• Required work
Return every line of the records below that contains the string "before", matching case exactly.

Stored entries
══════

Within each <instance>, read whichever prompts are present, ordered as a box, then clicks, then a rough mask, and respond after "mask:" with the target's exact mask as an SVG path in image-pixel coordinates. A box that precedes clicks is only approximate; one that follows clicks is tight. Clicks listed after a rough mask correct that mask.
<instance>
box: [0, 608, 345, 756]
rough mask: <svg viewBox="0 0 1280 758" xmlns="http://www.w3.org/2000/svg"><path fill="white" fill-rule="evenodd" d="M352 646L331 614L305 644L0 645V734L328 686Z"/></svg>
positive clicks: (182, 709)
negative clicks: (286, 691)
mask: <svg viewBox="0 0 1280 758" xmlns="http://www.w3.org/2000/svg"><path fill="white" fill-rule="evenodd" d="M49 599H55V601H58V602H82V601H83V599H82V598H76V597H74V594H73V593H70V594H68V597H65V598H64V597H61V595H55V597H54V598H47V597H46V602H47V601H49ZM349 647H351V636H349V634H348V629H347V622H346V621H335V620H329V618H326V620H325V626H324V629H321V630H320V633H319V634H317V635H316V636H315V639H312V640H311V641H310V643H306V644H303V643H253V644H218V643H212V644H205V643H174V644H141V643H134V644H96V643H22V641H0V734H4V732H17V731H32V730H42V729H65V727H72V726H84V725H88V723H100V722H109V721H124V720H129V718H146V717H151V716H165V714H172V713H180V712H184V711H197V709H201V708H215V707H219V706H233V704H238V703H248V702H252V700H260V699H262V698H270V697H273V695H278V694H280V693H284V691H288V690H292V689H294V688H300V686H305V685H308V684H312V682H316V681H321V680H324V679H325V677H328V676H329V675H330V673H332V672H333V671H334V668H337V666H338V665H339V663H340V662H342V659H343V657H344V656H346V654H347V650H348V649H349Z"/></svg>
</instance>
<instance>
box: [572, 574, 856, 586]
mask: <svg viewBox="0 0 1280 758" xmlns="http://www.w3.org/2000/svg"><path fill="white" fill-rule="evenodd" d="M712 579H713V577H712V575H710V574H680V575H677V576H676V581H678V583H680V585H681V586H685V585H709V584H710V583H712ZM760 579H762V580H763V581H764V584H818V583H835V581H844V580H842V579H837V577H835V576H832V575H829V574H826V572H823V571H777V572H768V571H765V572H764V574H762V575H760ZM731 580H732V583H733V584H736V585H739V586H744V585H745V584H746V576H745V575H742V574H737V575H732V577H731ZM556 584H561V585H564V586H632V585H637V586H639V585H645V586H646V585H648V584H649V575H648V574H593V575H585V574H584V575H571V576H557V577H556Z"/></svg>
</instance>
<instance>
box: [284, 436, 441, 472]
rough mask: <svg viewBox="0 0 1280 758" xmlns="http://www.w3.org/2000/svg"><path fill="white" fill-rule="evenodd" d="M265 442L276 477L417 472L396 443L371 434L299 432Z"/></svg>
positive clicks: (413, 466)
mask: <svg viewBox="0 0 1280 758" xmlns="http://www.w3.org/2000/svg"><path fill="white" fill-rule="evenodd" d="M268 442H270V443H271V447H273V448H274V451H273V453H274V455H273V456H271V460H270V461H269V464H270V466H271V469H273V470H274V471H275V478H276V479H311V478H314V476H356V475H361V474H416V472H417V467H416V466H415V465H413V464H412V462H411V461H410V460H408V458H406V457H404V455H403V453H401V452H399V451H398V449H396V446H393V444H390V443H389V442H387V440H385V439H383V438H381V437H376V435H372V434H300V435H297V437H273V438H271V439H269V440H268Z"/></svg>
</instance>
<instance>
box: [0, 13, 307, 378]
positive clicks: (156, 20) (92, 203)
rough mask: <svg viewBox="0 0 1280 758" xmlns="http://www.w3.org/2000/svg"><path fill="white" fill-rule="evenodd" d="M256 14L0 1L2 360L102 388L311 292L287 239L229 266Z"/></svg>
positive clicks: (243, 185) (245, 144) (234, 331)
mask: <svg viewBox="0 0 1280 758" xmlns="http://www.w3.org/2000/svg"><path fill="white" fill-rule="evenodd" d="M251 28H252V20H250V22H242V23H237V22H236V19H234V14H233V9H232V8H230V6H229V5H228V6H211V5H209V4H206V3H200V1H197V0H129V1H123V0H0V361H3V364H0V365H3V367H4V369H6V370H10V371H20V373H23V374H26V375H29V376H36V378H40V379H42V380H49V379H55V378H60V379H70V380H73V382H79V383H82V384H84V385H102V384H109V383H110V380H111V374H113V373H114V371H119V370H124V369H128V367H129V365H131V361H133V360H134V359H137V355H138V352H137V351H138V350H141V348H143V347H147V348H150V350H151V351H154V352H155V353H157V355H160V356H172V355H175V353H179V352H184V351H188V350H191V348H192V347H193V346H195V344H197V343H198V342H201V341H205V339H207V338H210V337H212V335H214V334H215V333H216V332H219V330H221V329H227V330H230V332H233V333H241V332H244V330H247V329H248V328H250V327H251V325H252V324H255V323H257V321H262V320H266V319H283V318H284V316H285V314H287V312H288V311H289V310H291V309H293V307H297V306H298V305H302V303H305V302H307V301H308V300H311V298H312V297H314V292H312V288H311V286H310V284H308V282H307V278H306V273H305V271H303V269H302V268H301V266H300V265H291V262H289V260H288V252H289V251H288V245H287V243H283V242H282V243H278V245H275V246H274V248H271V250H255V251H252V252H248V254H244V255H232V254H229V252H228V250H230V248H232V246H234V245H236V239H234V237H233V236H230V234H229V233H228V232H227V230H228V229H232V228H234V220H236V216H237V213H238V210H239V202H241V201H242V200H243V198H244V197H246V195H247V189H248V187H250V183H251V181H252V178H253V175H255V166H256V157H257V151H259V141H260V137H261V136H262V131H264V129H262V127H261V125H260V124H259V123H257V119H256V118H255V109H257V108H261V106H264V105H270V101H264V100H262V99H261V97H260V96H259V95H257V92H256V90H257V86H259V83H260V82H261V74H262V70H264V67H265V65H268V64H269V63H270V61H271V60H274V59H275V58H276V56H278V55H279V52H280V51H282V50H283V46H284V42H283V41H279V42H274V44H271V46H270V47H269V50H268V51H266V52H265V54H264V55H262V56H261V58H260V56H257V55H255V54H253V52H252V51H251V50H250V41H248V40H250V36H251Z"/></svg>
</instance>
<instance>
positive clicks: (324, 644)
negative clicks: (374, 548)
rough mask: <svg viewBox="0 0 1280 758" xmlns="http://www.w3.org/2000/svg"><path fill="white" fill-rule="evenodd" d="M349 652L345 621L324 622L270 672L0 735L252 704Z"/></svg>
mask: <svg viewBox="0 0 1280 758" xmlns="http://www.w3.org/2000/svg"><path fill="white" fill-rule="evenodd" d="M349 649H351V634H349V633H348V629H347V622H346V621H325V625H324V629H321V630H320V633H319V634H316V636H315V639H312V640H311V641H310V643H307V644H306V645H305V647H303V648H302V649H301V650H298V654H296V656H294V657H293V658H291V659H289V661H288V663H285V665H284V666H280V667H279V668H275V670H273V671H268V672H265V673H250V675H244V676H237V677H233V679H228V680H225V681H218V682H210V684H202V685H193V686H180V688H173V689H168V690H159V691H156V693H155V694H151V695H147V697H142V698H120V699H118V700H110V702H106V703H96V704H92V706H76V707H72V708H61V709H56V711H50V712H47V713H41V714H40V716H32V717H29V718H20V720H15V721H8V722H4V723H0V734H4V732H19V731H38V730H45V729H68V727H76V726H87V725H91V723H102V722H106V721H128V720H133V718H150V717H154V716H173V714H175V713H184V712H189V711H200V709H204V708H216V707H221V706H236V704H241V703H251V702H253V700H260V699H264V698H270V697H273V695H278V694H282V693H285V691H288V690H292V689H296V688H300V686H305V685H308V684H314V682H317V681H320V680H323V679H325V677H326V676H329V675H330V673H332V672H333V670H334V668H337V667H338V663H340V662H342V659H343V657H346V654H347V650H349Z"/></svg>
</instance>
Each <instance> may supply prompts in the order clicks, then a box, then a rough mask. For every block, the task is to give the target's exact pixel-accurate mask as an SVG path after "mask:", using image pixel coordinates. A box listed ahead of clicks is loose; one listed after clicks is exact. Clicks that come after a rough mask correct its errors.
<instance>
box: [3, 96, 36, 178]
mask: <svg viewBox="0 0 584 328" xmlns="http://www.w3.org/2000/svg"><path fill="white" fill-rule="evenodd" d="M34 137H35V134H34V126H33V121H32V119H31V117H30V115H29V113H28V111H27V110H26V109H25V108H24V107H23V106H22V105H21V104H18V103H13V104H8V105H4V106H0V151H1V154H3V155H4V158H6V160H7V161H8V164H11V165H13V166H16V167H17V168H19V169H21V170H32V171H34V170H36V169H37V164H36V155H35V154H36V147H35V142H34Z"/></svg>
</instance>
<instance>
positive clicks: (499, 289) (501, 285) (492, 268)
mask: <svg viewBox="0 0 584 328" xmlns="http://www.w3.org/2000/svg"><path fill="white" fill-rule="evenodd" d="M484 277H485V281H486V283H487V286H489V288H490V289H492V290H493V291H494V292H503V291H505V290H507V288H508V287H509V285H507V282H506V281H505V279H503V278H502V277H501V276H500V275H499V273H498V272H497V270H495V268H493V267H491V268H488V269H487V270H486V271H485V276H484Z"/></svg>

══════

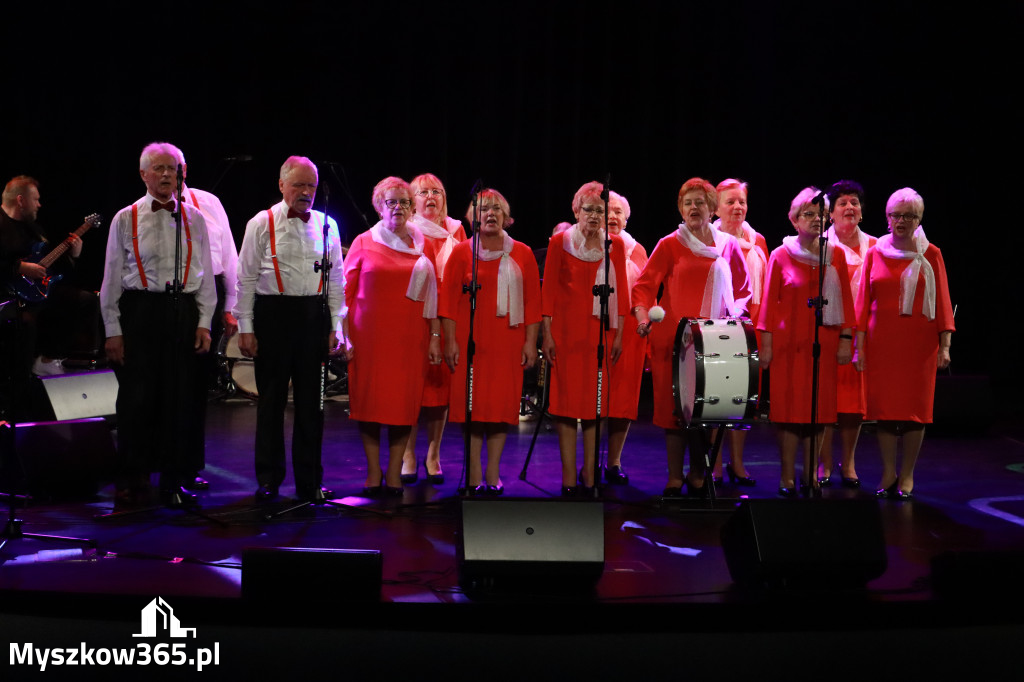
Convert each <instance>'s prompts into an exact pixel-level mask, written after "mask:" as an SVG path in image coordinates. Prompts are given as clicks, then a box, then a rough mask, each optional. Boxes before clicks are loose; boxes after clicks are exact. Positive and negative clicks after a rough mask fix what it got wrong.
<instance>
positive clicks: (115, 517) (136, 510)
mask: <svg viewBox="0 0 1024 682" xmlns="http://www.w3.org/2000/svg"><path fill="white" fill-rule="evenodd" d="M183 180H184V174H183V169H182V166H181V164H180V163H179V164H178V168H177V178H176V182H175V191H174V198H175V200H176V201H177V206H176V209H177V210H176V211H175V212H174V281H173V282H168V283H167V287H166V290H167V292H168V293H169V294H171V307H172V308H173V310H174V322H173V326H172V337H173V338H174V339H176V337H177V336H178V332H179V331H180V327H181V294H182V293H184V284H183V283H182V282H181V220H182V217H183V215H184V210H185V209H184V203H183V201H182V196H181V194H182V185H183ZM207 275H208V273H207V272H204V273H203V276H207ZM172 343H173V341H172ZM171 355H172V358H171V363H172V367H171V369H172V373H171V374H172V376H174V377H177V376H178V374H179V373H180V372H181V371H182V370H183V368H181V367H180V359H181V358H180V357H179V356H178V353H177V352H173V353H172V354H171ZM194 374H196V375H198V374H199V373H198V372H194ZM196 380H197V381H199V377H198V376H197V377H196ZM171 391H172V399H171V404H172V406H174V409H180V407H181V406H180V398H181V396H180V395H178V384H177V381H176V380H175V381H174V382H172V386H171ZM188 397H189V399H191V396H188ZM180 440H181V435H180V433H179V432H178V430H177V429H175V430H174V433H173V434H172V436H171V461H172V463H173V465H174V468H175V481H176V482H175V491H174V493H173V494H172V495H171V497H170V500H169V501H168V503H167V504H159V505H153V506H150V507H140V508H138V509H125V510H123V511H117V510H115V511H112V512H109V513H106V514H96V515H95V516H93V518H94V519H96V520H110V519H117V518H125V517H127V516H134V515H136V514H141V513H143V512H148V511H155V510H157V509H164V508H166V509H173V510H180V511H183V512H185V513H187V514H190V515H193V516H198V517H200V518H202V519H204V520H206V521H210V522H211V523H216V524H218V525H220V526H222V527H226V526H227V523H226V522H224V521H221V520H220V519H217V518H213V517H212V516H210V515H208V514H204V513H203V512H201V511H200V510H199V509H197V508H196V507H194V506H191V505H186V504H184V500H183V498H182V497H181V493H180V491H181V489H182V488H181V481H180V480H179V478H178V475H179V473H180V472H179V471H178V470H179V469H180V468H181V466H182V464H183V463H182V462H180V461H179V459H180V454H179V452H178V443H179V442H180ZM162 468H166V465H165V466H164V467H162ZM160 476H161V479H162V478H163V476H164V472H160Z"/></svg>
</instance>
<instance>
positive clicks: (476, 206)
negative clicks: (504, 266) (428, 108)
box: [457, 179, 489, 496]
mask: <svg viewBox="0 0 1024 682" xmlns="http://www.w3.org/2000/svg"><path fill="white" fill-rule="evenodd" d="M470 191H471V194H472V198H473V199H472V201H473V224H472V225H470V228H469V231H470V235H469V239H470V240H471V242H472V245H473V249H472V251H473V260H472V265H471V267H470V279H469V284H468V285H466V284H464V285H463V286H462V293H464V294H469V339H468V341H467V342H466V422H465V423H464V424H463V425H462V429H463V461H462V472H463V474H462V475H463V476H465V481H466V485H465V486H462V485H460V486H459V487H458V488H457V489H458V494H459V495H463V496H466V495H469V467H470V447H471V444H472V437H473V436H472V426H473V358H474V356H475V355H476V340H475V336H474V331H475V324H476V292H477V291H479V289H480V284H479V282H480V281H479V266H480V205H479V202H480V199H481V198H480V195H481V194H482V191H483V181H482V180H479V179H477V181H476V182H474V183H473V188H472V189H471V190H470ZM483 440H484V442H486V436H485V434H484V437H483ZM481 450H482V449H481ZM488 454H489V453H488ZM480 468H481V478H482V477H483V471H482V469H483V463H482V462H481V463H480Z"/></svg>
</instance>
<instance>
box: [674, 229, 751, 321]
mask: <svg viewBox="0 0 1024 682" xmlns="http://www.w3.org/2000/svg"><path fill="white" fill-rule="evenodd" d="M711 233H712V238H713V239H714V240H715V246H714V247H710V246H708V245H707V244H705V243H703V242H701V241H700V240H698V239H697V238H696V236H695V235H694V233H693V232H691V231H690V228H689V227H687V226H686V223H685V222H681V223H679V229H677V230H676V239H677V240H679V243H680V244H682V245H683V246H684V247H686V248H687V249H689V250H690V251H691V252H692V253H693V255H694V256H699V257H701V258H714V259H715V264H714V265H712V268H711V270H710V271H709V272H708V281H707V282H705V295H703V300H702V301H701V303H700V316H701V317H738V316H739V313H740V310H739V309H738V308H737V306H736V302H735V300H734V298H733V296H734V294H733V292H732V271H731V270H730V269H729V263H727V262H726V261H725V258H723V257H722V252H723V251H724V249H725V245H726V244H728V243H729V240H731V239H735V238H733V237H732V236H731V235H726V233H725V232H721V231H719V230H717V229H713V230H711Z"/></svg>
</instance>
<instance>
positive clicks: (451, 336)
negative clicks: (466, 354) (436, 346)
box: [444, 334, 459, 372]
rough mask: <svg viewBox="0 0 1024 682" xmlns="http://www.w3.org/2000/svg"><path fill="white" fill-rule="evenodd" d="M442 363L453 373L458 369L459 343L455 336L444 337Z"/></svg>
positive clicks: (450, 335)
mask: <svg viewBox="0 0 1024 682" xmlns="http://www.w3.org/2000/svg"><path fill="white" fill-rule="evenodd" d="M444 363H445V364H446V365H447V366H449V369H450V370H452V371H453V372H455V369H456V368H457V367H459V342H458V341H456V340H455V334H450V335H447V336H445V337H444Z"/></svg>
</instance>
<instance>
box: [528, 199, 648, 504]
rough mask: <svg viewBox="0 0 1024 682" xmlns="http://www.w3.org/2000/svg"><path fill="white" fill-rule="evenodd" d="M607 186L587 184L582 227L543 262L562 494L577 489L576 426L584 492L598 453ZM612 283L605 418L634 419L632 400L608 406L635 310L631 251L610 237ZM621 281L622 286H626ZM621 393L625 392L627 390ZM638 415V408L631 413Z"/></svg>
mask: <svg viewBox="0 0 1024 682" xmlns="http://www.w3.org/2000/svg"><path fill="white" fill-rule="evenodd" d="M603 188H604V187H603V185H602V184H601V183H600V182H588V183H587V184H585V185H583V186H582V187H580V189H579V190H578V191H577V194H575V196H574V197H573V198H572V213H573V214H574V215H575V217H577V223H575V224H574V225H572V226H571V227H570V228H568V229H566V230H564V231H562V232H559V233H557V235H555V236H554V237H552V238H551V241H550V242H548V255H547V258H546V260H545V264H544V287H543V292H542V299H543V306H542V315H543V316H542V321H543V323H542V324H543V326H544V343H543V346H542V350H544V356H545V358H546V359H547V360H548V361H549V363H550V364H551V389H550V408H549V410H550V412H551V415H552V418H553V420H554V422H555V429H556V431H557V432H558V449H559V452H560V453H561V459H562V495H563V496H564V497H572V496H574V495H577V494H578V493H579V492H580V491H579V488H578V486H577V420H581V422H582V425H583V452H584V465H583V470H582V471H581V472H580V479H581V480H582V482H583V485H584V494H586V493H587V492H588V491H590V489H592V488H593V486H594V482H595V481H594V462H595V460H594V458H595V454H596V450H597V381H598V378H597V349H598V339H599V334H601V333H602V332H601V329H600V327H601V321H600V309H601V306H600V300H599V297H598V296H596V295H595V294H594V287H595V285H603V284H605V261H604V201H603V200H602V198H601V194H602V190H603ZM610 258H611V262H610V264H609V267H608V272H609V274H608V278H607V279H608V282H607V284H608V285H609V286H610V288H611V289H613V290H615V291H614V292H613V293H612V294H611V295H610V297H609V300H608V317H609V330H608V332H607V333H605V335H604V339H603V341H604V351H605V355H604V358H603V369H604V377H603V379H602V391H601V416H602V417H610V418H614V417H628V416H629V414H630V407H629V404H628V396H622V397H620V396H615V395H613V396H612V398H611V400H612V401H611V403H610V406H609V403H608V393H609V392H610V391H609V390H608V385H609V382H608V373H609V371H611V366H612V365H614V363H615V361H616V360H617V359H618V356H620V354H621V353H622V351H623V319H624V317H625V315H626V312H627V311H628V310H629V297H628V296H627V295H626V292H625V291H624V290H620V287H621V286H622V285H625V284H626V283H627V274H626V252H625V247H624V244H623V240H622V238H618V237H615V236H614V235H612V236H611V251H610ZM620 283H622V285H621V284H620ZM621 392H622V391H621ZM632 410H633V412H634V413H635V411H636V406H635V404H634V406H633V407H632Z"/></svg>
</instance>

══════

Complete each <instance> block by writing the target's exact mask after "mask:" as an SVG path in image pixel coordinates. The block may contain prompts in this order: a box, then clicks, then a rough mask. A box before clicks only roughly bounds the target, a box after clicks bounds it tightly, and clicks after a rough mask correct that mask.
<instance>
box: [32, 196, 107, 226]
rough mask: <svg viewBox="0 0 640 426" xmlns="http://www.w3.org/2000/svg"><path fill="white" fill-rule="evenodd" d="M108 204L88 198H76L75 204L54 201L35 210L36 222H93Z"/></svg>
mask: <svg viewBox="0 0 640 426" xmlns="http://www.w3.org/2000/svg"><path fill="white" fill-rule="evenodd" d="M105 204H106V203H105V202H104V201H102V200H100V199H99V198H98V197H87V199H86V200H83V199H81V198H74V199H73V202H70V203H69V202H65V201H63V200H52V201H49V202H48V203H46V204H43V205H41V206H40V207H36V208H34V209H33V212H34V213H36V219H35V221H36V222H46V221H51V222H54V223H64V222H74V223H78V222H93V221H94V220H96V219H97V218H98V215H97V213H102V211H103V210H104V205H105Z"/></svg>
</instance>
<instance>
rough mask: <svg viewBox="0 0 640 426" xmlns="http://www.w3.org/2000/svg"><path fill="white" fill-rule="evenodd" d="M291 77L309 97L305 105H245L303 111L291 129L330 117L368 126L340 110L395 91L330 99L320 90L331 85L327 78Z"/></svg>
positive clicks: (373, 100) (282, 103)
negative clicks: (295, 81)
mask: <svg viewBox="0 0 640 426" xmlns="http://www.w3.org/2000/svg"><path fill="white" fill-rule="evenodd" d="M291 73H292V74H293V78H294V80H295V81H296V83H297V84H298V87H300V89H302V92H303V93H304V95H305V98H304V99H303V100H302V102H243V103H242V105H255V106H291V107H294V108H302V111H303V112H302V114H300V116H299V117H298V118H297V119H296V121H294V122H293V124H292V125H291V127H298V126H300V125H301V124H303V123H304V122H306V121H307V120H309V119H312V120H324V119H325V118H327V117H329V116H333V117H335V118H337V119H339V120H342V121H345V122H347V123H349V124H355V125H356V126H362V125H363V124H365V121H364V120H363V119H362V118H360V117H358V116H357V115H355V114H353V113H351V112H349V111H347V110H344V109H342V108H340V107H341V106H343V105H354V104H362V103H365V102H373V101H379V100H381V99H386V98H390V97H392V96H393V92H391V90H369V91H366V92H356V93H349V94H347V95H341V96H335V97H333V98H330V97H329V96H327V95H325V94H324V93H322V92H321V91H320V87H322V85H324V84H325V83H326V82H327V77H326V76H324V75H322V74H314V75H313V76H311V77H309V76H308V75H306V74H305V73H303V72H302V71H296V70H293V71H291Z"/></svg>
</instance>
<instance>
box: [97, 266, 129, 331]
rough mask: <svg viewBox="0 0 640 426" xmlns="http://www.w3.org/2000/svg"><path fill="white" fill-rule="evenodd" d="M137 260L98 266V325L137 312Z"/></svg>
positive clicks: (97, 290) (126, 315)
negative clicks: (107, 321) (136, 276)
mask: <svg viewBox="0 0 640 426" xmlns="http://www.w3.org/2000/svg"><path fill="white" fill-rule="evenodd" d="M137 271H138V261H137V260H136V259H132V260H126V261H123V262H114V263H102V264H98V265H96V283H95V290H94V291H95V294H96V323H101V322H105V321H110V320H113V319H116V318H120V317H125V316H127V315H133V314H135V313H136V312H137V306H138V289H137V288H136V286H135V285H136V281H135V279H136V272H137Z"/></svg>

══════

• Worked solution
Convert each <instance>'s prompts into an exact pixel-level mask, written after "mask:" as an SVG path in image coordinates. Prompts are given as clicks, then a box, then a rough mask, each optional. Boxes before clicks are loose; boxes after clicks are exact. Positive and negative clicks after a rough mask fix what it got wrong.
Complete each <instance> block by writing the target's exact mask after "mask:" as an SVG path in image pixel coordinates. The block may contain prompts in this order: a box, then clicks, then a rough mask. A box before clicks only roughly bounds the target, a box after clicks bounds it tightly, and clicks after a rough mask correct that mask.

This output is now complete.